Encargo escrito A:
Edita el texto sobre Yves Klein: copia lo que va entre "Sotheby’s ha subastado" y "nada que ver.", ambos incluidos, y pon "pan de plata" en lugar de "pan de oro".
Encargo escrito B:
Resume en dos oraciones el texto sobre Yves Klein.
Encargo escrito C:
Sigue escribiendo el texto sobre Yves Klein a partir de su última oración.

Fragmento de página:
%%
¿Fue el arte conceptual de Yves Klein precursor de los NFT?
Sotheby’s ha subastado en París uno de los recibos que el artista francés vendió en 1958 a coleccionistas a cambio de obras inmateriales presentándolo como un antecedente de los certificados de autenticidad del arte digital actual
En 1958, la galería Iris Clert de París había montado una nueva exposición, una monográfica con el título de El vacío. Su autor era el artista francés Yves Klein (1928-1962), conocido por aquel entonces por sus pinturas monocromas, lienzos untados de pan de oro, rosas, rojos, naranjas y, sobre todo, de su célebre color patentado, el Azul Klein (IKB). En un excelente ejercicio de literalidad, aquella muestra que se inauguraba el 28 de abril entregaba exactamente lo que prometía. O sea, no había nada que ver.
La primera reacción de los visitantes seguramente conllevaría un cierto grado de estupor: la galería estaba literalmente vacía, no se exhibían obras físicas. Sí que había, sin embargo, una entidad intangible que ocupaba el espacio: “Sensibilidad pictórica en su estado más puro”, que el artista dividió en varias “zonas” que vendía al mejor postor. Tras el pago, que debía realizarse en oro, Klein proporcionaba al comprador un recibo que después quemaría en un ritual en el río Sena, cerrando el círculo de la inmaterialidad que daba sentido a la obra. No obstante, algunos coleccionistas guardaron aquel tique de compra, y uno de ellos se subastó ayer miércoles en Sotheby’s en París por 1.063.500 euros.
%%
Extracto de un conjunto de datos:
%%
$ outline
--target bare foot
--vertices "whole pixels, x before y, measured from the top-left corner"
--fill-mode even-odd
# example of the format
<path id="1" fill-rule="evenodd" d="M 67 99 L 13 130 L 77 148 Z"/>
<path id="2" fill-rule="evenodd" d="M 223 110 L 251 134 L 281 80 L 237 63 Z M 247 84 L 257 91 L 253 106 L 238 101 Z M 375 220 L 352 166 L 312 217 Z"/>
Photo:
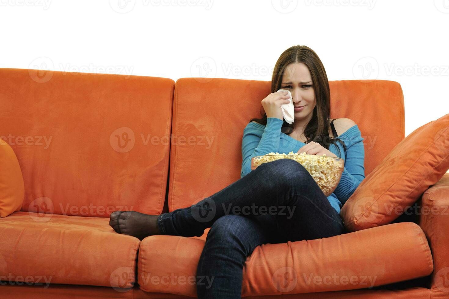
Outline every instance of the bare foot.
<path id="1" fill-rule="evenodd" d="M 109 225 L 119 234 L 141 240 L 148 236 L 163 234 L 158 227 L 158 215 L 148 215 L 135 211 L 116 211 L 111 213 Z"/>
%%
%%
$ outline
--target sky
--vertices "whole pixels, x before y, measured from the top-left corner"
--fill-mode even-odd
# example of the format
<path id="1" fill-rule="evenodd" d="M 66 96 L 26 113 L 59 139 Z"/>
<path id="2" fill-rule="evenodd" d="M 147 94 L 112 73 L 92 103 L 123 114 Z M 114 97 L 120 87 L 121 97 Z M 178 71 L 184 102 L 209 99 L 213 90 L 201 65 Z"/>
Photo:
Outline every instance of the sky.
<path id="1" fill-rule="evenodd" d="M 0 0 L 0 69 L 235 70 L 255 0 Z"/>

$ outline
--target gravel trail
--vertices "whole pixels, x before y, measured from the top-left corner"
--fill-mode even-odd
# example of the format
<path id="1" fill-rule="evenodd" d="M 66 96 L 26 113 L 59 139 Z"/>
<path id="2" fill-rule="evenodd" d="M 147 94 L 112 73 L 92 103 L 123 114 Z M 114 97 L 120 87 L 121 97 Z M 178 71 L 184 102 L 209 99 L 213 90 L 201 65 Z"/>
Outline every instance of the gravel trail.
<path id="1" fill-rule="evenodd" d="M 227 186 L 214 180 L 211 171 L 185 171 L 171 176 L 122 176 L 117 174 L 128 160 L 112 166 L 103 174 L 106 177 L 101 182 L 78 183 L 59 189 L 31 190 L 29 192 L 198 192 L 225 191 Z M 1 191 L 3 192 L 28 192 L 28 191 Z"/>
%%
Resultado del ejercicio A:
Sotheby’s ha subastado en París uno de los recibos que el artista francés vendió en 1958 a coleccionistas a cambio de obras inmateriales presentándolo como un antecedente de los certificados de autenticidad del arte digital actual
En 1958, la galería Iris Clert de París había montado una nueva exposición, una monográfica con el título de El vacío. Su autor era el artista francés Yves Klein (1928-1962), conocido por aquel entonces por sus pinturas monocromas, lienzos untados de pan de plata, rosas, rojos, naranjas y, sobre todo, de su célebre color patentado, el Azul Klein (IKB). En un excelente ejercicio de literalidad, aquella muestra que se inauguraba el 28 de abril entregaba exactamente lo que prometía. O sea, no había nada que ver.

Resultado del ejercicio B:
En 1958, Yves Klein presentó en la galería Iris Clert de París la exposición El vacío, en la que no había obras físicas. Allí vendía por oro "zonas" de "sensibilidad pictórica en su estado más puro" a cambio de un recibo que luego quemaba en el Sena, y uno de esos recibos que guardaron los coleccionistas se subastó en Sotheby's en París por 1.063.500 euros.

Resultado del ejercicio C:
Con esta operación, la casa de subastas pone de relevancia una cuestión que tiene mucho que ver con la actualidad: ¿existían los NFT antes de los NFT? En un fino ejercicio de malabarismo retórico, la firma presenta la pieza de arte conceptual de Klein como el antecesor prehistórico de los NFT, la idea a la que todo se remonta. Los NFT, cabe recordar, son activos digitales que proporcionan un certificado de autenticidad cuya seguridad resulta casi infranqueable. Igual que el proyecto de Klein, se trata —explican desde Sotheby’s— de una tecnología que “permite el intercambio de obras inmateriales”. “Si añadimos que el artista francés guardó un registro de los sucesivos dueños de las zonas”, agregan en su web, “es sencillo encontrar aquí otro concepto revolucionario: la cadena de bloques”, que viene a ser el libro de cuentas digital que registra transacciones en una red de intercambio de valor. Para dar más entidad a la teoría, la Zona de sensibilidad pictórica inmaterial que subastada se puede pagar con criptomoneda.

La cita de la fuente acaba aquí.